• AIM OF THE EXERCISE:
All of the records listed below should be retyped exactly.

# # # #

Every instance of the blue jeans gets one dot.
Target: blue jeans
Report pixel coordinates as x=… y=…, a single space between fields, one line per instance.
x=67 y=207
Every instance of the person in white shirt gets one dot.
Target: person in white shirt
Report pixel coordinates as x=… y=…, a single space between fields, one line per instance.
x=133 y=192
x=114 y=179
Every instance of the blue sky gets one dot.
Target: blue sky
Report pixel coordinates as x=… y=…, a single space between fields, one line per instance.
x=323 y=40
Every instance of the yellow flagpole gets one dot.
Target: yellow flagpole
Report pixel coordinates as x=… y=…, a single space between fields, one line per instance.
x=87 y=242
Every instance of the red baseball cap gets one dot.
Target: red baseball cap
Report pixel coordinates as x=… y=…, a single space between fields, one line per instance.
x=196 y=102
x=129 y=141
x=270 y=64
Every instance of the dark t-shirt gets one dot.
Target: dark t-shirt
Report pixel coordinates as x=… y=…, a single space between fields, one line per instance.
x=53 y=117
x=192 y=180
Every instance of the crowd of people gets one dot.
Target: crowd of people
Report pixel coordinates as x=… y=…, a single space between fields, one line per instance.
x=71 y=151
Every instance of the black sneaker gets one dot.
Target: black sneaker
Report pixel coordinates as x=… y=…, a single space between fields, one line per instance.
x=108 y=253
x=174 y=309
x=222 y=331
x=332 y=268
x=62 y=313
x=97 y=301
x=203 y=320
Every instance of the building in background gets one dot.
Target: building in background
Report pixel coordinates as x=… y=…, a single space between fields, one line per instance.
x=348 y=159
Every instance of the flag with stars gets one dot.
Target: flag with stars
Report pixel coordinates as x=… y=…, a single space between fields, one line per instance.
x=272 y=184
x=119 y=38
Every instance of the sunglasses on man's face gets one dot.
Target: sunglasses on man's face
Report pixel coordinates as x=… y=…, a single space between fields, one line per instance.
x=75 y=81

# # # #

• SOLUTION FOR THIS TASK:
Every instance of the blue jeans gets one dot.
Target: blue jeans
Report pixel coordinates as x=… y=…, a single space between fields, one line per instance.
x=67 y=207
Every instance of the person in white shirt gets one dot.
Target: person in white shirt
Report pixel coordinates as x=… y=…, a single space between fields, one line per instance.
x=133 y=192
x=114 y=179
Every instance of the blue sky gets one dot.
Target: blue sky
Report pixel coordinates as x=… y=…, a single space between fields, one line per instance.
x=323 y=40
Every instance of the yellow flagpole gets one dot.
Target: yellow flagpole
Report pixel coordinates as x=… y=…, a single space between fields, one line per instance.
x=87 y=242
Every instance of the red baseball cap gets one dot.
Target: red baseball cap
Report pixel coordinates as x=… y=…, a single space between fields, one line per instance.
x=196 y=102
x=129 y=141
x=270 y=64
Every instance of the dark t-shirt gets one dot.
Target: dark t-shirt
Report pixel coordinates as x=… y=…, a single space between fields, one line per instance.
x=53 y=117
x=192 y=180
Every instance of the crowd of people gets one dot.
Target: crowd of people
Report pixel coordinates as x=… y=…, a single space between fields, one line per instance.
x=71 y=151
Every instance of the black sneaker gets one dot.
Target: black sneaker
Report pixel coordinates as x=… y=…, a single space between fields, one line per instance.
x=108 y=253
x=174 y=309
x=222 y=331
x=332 y=268
x=62 y=313
x=97 y=301
x=203 y=320
Every instance of the building in background gets one dot.
Target: building in background
Report pixel coordinates as x=… y=…, a single space between fields, one line per instance.
x=348 y=159
Every instance of the flag with stars gets one dot.
Target: flag with stars
Report pixel coordinates as x=… y=…, a single space between fields, one line per instance.
x=272 y=184
x=119 y=38
Every instance of the sunglasses on man's face gets one dot.
Target: sunglasses on man's face
Report pixel coordinates as x=… y=…, a single space between fields, one line per instance.
x=75 y=81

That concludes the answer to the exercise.